PAGE TEXT:
I have a fairly set routine and “curriculum” I use anytime I instruct a student. I follow this routine because I feel it quickly establishes a positive rapport and keeps the student positive, excited and, most importantly, safe. Many clubs advocate a similar approach, with the understanding (hopefully) that racing instructors need some leeway in how they approach each student - there is simply too much going on at 130mph to be able to definitely apply a laundry list of “tips” to every student every time. I think it is beneficial for a student to know what their instructor is thinking, as that can help them make the most of out of their instructor as well.

Establish a Good Rapport
This is the most crucial step. Nobody wants to listen to somebody they don’t like, and that can be a problem if a student keeps entering a corner to fast and early apexing. I use a typical business approach - introduce myself, ask them about their car, ask them about their driving experience, and then go over the basics of what I want them to do and not do. In my experience, most of the people at track days tend to be pretty pleasant to deal with, as we all can bond over our love of cars and going fast.

Many instructors feel that any breakdown in communication leading to an accident or other incident usually has its roots right when you first meet a student. I would agree. Obviously, anything can happen interpersonally as the day develops, but things are always smoother if that good rapport is started right from the get go.

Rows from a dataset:

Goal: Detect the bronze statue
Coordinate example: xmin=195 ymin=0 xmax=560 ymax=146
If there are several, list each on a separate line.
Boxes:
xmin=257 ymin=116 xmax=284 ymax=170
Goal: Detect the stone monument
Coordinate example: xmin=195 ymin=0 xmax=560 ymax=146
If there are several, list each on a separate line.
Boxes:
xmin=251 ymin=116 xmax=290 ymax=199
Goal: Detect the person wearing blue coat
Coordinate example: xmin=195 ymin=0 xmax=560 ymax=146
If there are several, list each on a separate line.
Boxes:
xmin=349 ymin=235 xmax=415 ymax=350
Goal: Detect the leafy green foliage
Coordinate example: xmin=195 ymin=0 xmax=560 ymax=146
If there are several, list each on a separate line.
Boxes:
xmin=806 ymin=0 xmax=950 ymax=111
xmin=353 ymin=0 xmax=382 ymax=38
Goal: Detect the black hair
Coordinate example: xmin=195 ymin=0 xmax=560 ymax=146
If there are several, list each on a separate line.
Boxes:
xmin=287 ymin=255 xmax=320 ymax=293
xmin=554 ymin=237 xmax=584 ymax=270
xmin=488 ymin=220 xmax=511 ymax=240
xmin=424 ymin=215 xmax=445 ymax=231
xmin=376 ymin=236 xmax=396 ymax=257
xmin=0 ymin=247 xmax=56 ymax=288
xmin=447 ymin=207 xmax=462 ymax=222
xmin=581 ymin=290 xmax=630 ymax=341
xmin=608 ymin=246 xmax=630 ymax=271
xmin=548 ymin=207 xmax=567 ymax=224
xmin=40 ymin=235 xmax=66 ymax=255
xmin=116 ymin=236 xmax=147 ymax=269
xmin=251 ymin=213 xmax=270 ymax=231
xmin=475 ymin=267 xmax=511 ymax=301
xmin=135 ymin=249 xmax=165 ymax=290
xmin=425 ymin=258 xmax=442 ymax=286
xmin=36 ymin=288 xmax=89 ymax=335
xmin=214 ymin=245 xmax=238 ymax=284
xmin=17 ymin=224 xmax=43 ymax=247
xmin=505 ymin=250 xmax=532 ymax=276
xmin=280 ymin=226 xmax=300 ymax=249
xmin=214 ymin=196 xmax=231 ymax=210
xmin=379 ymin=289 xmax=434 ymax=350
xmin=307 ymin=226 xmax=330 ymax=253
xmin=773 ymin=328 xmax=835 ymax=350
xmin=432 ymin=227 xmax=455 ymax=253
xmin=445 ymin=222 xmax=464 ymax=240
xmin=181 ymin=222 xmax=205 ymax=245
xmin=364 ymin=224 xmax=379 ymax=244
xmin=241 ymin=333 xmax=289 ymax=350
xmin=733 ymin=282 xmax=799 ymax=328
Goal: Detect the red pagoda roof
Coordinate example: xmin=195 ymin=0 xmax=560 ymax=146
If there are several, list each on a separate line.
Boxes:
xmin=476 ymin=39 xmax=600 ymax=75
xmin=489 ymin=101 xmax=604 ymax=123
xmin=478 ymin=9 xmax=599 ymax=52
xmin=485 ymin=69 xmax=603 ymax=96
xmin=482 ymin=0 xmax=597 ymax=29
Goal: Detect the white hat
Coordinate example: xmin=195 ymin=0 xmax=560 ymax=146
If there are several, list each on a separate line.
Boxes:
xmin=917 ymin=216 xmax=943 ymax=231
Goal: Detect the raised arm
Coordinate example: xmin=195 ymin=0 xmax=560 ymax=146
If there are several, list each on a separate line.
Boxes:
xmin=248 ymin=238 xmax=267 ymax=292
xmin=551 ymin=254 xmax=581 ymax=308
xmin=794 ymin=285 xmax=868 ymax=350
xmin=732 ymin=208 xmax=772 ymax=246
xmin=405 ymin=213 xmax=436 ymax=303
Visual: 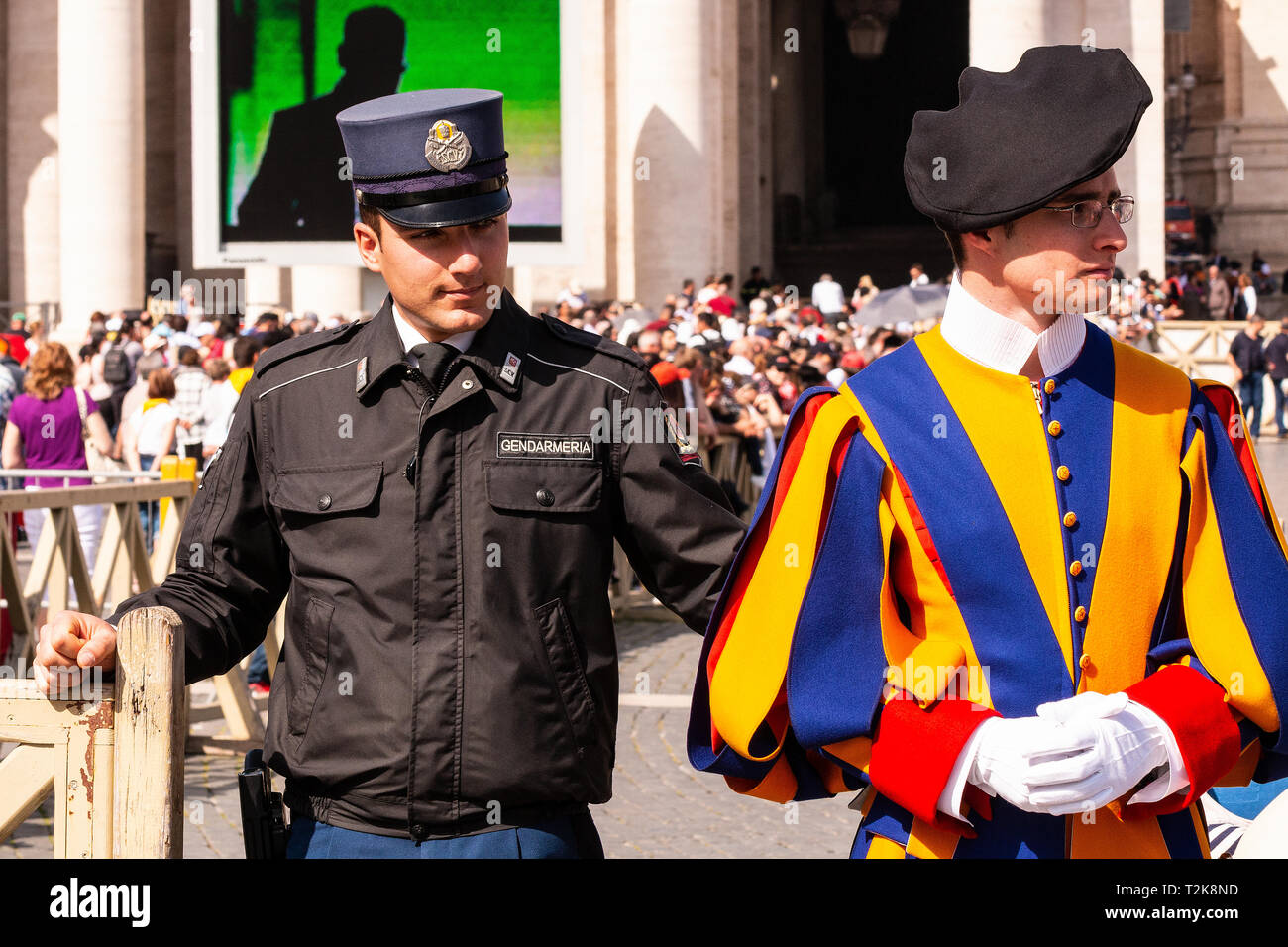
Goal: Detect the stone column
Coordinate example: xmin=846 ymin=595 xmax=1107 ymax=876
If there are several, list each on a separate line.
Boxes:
xmin=4 ymin=3 xmax=60 ymax=322
xmin=1086 ymin=0 xmax=1167 ymax=278
xmin=58 ymin=0 xmax=145 ymax=340
xmin=970 ymin=0 xmax=1167 ymax=277
xmin=291 ymin=266 xmax=364 ymax=318
xmin=970 ymin=0 xmax=1045 ymax=72
xmin=612 ymin=0 xmax=715 ymax=307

DIRECTIONS:
A: In the text on instructing track-day students, where do many instructors feel a communication breakdown leading to an accident usually has its roots?
B: Please continue the text on instructing track-day students from where it stops.
The records come from a separate source.

OUTPUTS FOR THE TASKS:
A: Right when you first meet a student.

B:
Assess the Student and the Student’s Car
This is the next most important step, as it will directly influence all of the decisions I make and advice that I give. The brand new student with no experience whatsoever gets much different advice than an intermediate student with 15 days under his belt.

Assessing the car is equally as important. I will show the driver of a high horsepower car a power line, and the driver of a Miata a momentum line. It can provide good insight into what to expect from a student. A middle aged man with a stock RX-8 will probably be a little bit more conservative than a 20 year old with a 900 hp Supra. Profiling can have its uses sometimes. I will also ask whether the car is stock, and if not, what modifications have been done. I want to know NOW if there is a gigantic rear sway bar that will make the car tail happy, not when the student goes into a turn too hot. I always ask about brakes too, regardless of the car. If the brakes are stock or not particularly aggressive, I ask the student to tell me IMMEDIATELY if the brakes feel off in any way. I don’t want my student to go for the brakes only to find they aren’t there. Read the rest of this entry »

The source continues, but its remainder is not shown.